>>>

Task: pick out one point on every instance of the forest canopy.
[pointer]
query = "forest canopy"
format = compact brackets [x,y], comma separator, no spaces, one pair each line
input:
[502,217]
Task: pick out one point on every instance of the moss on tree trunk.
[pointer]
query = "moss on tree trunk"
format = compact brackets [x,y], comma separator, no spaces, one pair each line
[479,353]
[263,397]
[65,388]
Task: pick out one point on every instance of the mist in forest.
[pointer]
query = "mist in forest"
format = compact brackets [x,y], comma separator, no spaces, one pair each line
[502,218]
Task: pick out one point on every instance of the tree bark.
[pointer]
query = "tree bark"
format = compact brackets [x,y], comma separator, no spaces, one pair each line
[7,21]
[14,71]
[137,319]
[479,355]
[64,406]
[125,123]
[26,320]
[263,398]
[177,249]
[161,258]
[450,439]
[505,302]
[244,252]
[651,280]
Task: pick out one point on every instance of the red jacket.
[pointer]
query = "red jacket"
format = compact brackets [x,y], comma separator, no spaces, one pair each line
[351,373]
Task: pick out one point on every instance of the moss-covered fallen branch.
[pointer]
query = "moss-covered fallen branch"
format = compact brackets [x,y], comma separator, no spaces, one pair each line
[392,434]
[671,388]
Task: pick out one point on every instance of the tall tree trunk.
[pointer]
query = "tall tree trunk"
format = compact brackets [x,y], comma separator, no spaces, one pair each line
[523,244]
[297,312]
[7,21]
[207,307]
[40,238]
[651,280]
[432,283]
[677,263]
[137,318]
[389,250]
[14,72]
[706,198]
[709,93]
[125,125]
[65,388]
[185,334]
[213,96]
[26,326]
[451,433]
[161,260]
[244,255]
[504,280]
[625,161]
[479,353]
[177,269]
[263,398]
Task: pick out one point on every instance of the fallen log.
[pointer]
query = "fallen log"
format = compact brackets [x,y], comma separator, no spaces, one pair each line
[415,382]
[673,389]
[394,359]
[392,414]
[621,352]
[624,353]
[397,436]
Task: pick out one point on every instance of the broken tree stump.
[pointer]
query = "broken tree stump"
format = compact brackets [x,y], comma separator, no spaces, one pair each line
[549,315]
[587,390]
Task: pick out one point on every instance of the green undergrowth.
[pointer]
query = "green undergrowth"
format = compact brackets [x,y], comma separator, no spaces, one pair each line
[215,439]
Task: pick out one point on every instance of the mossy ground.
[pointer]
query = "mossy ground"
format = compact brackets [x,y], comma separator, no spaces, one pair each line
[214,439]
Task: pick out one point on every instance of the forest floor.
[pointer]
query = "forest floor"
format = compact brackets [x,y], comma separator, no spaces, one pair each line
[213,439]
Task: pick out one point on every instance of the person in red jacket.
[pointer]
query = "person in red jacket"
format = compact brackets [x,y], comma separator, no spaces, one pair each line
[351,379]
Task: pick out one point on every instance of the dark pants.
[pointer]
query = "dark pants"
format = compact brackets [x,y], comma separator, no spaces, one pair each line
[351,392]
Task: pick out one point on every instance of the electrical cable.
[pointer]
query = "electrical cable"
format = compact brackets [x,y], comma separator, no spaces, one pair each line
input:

<<<

Work item:
Throughout the records, the word "mossy" shows up on certain lines. Report how many lines, with only the number.

Answer section:
2